==== Text shown
One way to look at content is to determine if its primary application is to develop skills or to challenge and change mindsets. There are three phases that need to occur for learning to “stick”:

1) Mindset (beliefs, values, perspectives, disposition)

2) Skill Development

3) Tools (supporting development)

Far too often people are somewhat skeptical (and even fearful) of starting with challenging someone’s mindset and focus on developing a specific skill with a practical tool. It seems logical – if I’m a sales manager and I believe that my team could do a better job when it comes to negotiating I might as well train them on how to be a better negotiator. However, if the training only consists of attempting to develop that skill by teaching how to use specific tools in specific situations (i.e., never make an offer first, clearly articulate the value of your solution, etc.) but doesn’t challenge people to evaluate their mindsets then it will not be as effective as it could be. Developing skills is not a bad thing, but it’s more effective to start with mindsets.
========
§ **What is asked**
[A] According to the passage on learning, which three phases must occur for learning to "stick"?
[B] Reproduce word for word the portion of the passage on learning between "2) Skill Development" and "start with mindsets.", inclusive.
The rows that follow are not needed for any of the work here.
==== Data supplied
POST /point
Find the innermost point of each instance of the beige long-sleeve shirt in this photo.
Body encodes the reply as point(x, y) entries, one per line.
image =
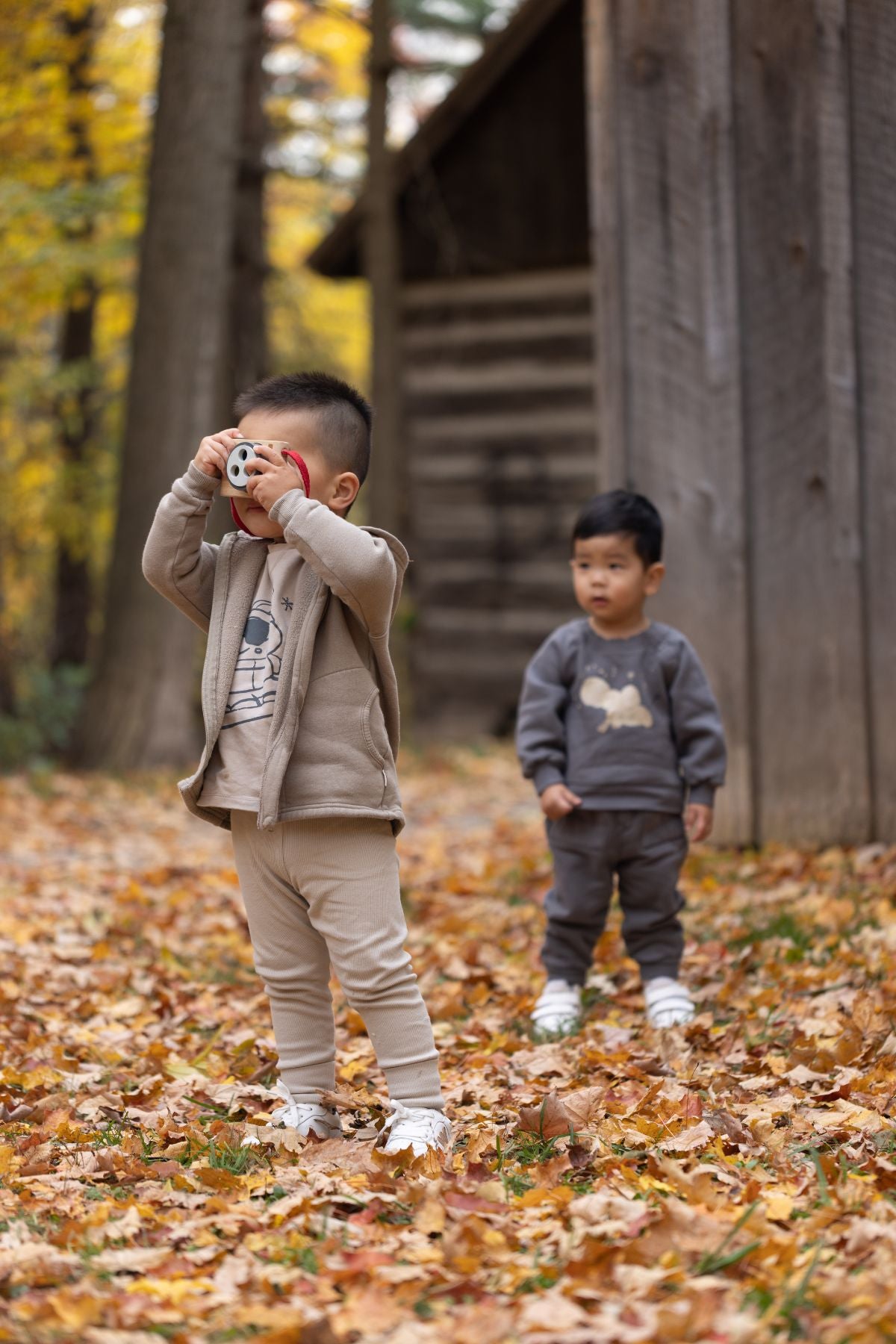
point(334, 729)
========
§ **Response list**
[A] Mindset, skill development, and tools.

[B]
2) Skill Development

3) Tools (supporting development)

Far too often people are somewhat skeptical (and even fearful) of starting with challenging someone’s mindset and focus on developing a specific skill with a practical tool. It seems logical – if I’m a sales manager and I believe that my team could do a better job when it comes to negotiating I might as well train them on how to be a better negotiator. However, if the training only consists of attempting to develop that skill by teaching how to use specific tools in specific situations (i.e., never make an offer first, clearly articulate the value of your solution, etc.) but doesn’t challenge people to evaluate their mindsets then it will not be as effective as it could be. Developing skills is not a bad thing, but it’s more effective to start with mindsets.